Data for the task >>
──────────
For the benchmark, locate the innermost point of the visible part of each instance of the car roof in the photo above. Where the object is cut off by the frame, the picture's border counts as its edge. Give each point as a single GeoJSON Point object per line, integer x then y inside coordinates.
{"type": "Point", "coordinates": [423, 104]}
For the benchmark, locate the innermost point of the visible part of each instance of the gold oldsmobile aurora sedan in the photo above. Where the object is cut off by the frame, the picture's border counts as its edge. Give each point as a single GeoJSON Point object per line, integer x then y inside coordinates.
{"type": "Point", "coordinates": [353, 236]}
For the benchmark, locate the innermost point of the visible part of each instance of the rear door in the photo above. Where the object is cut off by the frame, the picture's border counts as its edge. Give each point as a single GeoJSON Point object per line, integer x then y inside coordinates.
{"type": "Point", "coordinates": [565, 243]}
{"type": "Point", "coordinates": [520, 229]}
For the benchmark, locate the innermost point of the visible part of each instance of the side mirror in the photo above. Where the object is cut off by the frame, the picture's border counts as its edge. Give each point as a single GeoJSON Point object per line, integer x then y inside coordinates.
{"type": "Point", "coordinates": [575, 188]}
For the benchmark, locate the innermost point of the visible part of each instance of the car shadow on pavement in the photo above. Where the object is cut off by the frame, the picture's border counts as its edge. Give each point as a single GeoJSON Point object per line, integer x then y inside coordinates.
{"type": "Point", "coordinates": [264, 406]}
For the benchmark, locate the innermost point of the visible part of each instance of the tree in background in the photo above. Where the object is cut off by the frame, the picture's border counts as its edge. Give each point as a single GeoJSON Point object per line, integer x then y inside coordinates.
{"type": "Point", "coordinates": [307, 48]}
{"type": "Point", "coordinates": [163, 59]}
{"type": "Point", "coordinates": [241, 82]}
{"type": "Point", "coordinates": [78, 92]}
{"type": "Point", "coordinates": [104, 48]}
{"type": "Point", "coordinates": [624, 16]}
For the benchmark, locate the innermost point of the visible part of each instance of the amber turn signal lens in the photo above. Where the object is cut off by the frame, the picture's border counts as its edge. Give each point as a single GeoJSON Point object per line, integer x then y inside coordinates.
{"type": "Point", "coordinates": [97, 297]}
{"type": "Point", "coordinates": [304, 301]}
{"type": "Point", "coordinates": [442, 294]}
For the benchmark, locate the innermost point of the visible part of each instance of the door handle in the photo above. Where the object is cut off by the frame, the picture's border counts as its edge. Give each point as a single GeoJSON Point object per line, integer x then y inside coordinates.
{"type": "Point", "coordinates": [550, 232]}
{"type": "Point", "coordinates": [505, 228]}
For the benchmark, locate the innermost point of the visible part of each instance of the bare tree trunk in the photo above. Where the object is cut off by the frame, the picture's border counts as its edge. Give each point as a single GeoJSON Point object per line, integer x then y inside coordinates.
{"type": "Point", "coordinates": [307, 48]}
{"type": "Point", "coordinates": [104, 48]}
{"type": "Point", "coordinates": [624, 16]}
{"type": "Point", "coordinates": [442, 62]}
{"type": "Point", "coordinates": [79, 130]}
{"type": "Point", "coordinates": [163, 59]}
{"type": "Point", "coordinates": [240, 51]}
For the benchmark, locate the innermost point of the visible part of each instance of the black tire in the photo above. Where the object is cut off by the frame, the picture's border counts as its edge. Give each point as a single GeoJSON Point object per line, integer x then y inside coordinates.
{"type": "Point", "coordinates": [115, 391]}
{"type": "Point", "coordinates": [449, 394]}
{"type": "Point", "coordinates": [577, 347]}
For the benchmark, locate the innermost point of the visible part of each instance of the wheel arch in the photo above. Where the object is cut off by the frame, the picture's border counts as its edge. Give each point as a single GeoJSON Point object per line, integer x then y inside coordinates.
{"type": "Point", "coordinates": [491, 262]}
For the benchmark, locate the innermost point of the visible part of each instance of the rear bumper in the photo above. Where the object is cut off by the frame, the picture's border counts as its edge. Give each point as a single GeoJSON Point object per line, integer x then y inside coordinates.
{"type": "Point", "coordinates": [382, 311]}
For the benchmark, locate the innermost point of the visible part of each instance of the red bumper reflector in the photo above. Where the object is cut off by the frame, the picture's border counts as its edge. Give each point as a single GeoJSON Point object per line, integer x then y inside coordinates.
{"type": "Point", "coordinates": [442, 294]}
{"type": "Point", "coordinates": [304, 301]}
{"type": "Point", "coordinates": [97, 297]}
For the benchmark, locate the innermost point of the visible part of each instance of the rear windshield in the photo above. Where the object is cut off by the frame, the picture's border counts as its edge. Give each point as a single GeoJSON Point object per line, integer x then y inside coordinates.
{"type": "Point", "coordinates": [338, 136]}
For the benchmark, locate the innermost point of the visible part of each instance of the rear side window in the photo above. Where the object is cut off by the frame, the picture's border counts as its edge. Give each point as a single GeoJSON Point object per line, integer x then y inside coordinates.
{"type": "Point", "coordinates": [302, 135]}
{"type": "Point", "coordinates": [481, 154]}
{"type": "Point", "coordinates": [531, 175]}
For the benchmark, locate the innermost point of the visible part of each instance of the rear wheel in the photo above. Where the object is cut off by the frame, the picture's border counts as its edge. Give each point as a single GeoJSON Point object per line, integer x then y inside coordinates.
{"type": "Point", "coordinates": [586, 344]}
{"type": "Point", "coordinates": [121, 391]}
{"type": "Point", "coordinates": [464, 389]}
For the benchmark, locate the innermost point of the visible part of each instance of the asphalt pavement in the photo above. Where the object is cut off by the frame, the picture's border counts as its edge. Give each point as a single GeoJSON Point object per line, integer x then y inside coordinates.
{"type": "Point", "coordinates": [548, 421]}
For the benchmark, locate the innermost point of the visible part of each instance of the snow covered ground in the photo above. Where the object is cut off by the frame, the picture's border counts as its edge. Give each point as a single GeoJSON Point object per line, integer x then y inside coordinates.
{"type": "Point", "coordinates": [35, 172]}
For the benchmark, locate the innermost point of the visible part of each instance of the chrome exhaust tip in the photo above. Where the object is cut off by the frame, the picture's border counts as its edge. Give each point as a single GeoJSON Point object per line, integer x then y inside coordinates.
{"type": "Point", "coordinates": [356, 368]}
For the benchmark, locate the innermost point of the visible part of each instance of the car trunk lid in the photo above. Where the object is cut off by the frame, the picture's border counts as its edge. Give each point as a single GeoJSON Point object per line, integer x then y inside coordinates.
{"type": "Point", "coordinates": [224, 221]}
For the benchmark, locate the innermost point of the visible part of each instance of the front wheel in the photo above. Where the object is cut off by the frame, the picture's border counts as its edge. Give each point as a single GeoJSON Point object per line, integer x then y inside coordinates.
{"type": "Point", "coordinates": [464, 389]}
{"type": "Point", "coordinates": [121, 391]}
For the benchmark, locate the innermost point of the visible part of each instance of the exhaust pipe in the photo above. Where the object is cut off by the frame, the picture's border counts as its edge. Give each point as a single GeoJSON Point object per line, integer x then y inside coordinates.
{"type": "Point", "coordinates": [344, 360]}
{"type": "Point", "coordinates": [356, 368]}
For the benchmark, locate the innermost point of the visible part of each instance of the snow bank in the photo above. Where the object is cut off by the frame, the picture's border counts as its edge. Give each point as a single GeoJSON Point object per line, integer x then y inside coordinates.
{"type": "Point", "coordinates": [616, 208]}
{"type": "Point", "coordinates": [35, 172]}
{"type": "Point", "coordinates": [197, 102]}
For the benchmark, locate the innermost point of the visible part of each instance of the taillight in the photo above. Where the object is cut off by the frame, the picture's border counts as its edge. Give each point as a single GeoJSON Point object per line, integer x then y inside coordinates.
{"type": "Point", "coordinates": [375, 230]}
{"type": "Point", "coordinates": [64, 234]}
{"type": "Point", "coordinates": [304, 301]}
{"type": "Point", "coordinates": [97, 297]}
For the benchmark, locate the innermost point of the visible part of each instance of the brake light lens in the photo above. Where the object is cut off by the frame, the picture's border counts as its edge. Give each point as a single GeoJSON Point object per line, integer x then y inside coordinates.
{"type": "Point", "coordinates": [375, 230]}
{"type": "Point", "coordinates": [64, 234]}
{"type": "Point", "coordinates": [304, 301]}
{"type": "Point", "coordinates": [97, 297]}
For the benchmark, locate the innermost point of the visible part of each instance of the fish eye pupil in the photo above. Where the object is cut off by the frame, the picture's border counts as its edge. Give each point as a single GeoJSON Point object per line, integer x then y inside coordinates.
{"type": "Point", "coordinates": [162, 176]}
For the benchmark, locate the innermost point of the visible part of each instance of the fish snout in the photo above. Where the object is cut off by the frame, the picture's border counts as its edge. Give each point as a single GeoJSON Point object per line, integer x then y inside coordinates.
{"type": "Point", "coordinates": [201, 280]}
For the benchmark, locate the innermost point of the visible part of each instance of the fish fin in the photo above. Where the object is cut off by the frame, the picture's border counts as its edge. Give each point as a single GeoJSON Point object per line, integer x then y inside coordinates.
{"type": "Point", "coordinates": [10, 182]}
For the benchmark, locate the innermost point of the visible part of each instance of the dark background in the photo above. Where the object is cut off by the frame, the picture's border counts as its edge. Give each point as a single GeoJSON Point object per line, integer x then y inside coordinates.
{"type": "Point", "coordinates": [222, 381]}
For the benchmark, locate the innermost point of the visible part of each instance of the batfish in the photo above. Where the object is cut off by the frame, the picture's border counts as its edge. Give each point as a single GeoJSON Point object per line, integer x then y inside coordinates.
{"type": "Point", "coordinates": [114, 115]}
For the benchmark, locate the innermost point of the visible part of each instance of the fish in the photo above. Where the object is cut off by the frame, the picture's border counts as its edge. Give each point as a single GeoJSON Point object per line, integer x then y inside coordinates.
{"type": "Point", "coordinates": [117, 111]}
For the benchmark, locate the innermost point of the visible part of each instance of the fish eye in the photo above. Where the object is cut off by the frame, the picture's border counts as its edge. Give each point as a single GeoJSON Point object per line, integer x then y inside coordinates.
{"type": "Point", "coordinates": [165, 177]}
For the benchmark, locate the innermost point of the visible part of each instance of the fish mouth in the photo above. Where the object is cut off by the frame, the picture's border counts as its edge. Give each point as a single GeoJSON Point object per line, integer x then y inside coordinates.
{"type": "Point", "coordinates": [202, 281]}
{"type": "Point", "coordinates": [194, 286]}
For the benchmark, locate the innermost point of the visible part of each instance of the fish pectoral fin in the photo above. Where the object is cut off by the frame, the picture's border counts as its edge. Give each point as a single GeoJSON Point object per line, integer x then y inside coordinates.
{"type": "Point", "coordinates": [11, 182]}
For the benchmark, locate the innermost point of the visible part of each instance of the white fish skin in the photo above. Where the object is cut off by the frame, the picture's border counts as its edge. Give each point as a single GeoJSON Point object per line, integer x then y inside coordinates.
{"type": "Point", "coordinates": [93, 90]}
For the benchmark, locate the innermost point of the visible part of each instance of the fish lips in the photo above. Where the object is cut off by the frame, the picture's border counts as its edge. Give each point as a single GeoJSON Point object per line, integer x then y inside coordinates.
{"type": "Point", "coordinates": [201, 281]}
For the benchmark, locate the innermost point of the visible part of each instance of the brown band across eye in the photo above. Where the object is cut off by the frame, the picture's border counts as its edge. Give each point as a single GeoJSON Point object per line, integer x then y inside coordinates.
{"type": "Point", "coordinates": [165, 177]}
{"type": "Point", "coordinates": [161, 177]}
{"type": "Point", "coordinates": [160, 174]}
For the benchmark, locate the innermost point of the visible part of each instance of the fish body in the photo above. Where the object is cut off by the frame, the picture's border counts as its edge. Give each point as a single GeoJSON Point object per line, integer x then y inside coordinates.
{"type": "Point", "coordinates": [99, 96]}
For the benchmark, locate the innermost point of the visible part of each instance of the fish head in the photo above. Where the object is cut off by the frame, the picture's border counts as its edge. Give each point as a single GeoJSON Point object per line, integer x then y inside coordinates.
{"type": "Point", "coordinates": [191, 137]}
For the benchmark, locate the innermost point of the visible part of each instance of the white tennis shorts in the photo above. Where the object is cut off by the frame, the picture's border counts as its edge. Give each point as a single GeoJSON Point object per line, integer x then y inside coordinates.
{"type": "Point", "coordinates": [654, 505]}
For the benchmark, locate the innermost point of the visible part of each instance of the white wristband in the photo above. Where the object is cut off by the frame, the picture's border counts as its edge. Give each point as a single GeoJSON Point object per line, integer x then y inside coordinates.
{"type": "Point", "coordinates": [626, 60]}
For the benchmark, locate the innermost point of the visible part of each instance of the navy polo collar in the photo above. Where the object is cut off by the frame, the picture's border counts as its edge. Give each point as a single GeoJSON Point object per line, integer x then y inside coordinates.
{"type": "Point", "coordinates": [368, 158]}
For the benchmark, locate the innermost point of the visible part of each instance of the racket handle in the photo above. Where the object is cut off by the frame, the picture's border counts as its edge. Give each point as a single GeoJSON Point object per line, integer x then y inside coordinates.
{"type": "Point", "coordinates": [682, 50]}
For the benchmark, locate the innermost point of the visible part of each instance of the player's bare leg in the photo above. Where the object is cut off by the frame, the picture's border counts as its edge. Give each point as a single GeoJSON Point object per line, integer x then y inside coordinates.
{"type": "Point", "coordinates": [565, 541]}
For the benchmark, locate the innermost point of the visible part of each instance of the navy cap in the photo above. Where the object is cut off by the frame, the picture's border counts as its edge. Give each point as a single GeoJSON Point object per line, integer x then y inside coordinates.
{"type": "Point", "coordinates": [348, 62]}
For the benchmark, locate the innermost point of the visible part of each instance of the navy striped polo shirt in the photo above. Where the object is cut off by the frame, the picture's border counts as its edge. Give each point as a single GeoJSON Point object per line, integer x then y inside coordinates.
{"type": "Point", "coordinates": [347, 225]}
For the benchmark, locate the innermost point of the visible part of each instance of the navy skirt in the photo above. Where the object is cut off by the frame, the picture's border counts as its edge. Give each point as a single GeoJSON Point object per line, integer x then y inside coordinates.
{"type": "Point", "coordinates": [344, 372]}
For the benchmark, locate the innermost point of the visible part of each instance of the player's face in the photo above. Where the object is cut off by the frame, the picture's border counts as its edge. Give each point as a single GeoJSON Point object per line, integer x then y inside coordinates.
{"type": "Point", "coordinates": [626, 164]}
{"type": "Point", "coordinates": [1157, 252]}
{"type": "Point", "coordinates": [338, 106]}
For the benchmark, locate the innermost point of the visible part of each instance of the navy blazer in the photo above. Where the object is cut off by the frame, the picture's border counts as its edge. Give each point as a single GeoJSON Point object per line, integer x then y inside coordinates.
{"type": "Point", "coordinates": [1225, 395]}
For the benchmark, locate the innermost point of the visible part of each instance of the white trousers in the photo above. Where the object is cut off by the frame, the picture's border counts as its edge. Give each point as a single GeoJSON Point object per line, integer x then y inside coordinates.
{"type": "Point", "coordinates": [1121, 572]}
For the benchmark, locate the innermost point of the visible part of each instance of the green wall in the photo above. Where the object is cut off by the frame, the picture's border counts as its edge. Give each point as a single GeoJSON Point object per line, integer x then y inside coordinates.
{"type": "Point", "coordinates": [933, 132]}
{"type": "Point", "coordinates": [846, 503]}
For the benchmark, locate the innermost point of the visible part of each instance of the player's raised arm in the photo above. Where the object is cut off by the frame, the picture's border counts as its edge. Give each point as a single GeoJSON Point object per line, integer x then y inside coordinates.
──────────
Written exercise >> From the line holding "of the green" to the last line of the records, quote each line exactly and add nothing.

Expected output >>
For the benchmark, locate the innermost point of the visible part of each instance of the green wall in the photo above. Where the object is cut off by the frame, the picture's border counts as its edge. Give each point as a single GeoJSON Point object per line, integer x then y inside coordinates.
{"type": "Point", "coordinates": [933, 132]}
{"type": "Point", "coordinates": [846, 503]}
For the benchmark, locate the innermost point of the visible part of each instance of the player's raised arm in the photo above. Where the object is cut off by the frame, the picture's border counts as its edge. Give each point as a single GeoJSON Point object per line, integer x then y inside coordinates.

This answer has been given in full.